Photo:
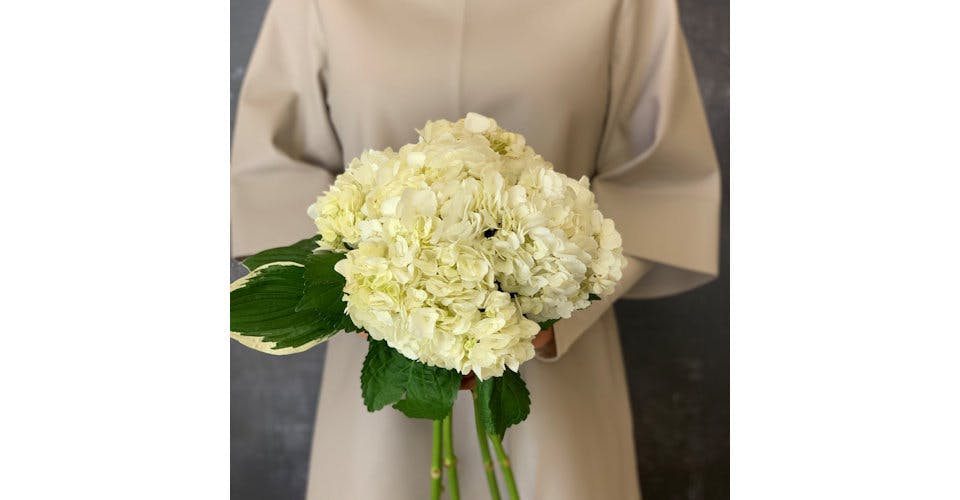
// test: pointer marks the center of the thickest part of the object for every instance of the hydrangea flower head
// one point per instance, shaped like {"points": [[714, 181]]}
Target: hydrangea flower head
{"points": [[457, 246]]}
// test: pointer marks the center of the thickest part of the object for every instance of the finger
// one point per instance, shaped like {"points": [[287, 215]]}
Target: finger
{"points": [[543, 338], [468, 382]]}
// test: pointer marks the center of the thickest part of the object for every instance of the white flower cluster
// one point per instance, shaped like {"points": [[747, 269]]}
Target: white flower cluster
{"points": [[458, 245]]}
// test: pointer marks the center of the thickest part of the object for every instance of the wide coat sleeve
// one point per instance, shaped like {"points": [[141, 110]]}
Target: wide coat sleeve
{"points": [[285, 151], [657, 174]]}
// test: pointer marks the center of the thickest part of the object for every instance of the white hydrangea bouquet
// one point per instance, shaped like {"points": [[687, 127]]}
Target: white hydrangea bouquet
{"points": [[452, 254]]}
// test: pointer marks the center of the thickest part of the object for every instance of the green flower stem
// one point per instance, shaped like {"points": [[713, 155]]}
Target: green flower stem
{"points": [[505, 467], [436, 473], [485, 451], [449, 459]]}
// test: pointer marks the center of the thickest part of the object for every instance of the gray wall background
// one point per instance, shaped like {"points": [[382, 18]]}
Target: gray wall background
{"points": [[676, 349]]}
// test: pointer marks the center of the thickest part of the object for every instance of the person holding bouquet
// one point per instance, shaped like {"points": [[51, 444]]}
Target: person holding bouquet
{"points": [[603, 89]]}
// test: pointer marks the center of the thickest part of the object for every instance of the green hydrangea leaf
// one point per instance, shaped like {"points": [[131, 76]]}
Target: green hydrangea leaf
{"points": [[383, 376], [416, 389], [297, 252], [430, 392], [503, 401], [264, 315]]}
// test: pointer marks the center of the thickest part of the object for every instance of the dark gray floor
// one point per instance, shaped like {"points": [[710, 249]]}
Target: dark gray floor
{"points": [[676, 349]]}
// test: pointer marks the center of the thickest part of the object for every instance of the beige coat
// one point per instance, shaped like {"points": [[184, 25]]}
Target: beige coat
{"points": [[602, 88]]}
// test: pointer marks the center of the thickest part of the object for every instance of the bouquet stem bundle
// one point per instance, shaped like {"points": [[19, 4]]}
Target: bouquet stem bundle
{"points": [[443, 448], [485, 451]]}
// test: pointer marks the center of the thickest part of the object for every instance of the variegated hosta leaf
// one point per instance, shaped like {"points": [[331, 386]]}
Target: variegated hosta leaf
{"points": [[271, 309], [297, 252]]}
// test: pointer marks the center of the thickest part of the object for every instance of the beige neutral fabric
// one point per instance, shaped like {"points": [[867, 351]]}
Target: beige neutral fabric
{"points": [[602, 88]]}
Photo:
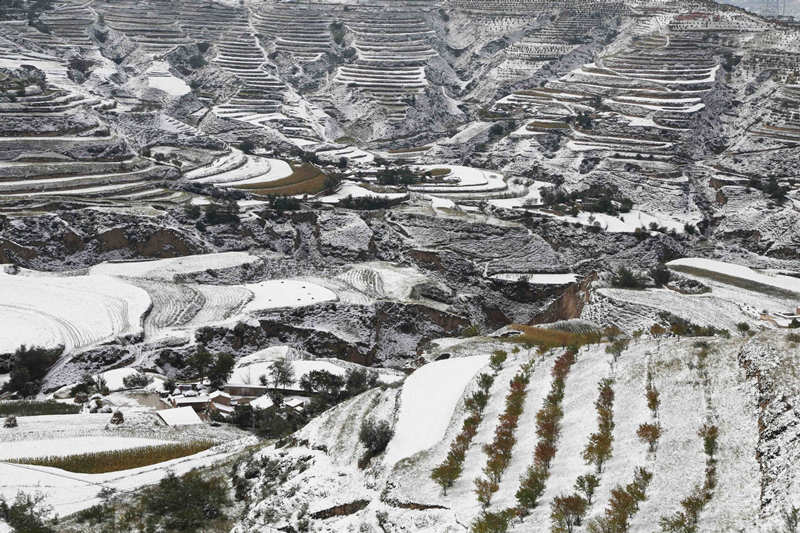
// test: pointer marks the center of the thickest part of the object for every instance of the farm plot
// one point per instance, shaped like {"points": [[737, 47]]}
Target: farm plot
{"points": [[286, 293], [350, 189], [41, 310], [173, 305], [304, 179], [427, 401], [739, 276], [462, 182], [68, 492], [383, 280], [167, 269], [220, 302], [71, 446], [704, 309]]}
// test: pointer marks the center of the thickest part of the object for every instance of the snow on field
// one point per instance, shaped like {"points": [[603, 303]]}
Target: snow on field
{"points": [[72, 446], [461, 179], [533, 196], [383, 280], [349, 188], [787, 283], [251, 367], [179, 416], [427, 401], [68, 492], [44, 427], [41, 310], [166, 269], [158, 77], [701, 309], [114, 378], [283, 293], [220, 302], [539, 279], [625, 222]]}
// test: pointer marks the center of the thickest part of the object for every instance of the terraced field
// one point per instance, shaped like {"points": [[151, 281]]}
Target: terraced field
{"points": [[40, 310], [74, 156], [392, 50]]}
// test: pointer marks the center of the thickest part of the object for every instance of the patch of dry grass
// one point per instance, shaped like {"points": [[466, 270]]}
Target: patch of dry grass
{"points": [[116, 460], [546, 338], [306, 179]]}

...

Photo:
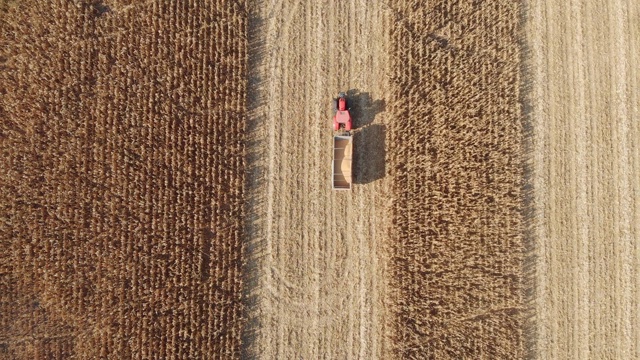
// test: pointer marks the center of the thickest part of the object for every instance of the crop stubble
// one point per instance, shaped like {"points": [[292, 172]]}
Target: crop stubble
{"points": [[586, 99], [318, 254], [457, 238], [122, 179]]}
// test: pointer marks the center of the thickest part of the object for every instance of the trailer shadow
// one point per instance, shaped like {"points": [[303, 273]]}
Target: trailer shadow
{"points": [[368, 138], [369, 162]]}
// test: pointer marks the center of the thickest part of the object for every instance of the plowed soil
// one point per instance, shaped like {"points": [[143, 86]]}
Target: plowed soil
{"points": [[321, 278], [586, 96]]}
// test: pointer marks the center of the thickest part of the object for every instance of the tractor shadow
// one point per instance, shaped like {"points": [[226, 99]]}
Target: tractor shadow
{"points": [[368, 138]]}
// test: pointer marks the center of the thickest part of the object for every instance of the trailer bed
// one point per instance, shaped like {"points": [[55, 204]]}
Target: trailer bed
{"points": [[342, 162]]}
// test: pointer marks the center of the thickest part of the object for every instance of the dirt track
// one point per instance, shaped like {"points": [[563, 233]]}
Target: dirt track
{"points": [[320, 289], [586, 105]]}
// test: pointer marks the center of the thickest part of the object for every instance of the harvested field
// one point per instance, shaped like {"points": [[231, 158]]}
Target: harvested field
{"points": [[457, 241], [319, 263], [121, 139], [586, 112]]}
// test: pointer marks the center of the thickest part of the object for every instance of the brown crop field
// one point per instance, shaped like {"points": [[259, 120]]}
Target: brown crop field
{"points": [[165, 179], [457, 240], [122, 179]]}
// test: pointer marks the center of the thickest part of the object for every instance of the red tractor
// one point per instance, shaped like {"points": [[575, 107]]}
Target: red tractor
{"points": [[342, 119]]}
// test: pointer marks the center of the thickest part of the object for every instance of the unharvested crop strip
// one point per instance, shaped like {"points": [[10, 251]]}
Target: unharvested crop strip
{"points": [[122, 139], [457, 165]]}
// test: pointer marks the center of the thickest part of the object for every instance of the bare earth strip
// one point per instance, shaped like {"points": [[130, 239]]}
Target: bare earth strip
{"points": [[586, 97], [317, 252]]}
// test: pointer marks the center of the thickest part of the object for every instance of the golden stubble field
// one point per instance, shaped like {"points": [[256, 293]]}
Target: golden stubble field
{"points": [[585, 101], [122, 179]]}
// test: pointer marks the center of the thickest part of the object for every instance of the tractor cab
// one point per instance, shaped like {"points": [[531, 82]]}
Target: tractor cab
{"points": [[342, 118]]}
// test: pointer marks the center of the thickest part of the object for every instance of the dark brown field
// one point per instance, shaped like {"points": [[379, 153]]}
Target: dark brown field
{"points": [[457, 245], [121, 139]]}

## TASK TO CARRY OUT
Copy the lines above exactly. Start with the line containing "the hydrangea flower head", end with the line containing "the wide coat sleeve", and include both.

## RESULT BELOW
// test: pointer marks the center of the thickest part of the object for every instance of the hydrangea flower head
// one point per instance, shaped like {"points": [[714, 181]]}
Target: hydrangea flower head
{"points": [[457, 246]]}
// test: pointer marks the center of the thickest part of the object for every instance of the finger
// one point per instance, shaped like {"points": [[287, 215]]}
Target: finger
{"points": [[543, 338], [468, 382]]}
// test: pointer marks the center of the thickest part of the object for every instance of the white flower cluster
// one point per instance, shaped like {"points": [[747, 269]]}
Target: white flower cluster
{"points": [[458, 245]]}
// test: pointer marks the center of the thickest part of the object for every instance of the wide coat sleeve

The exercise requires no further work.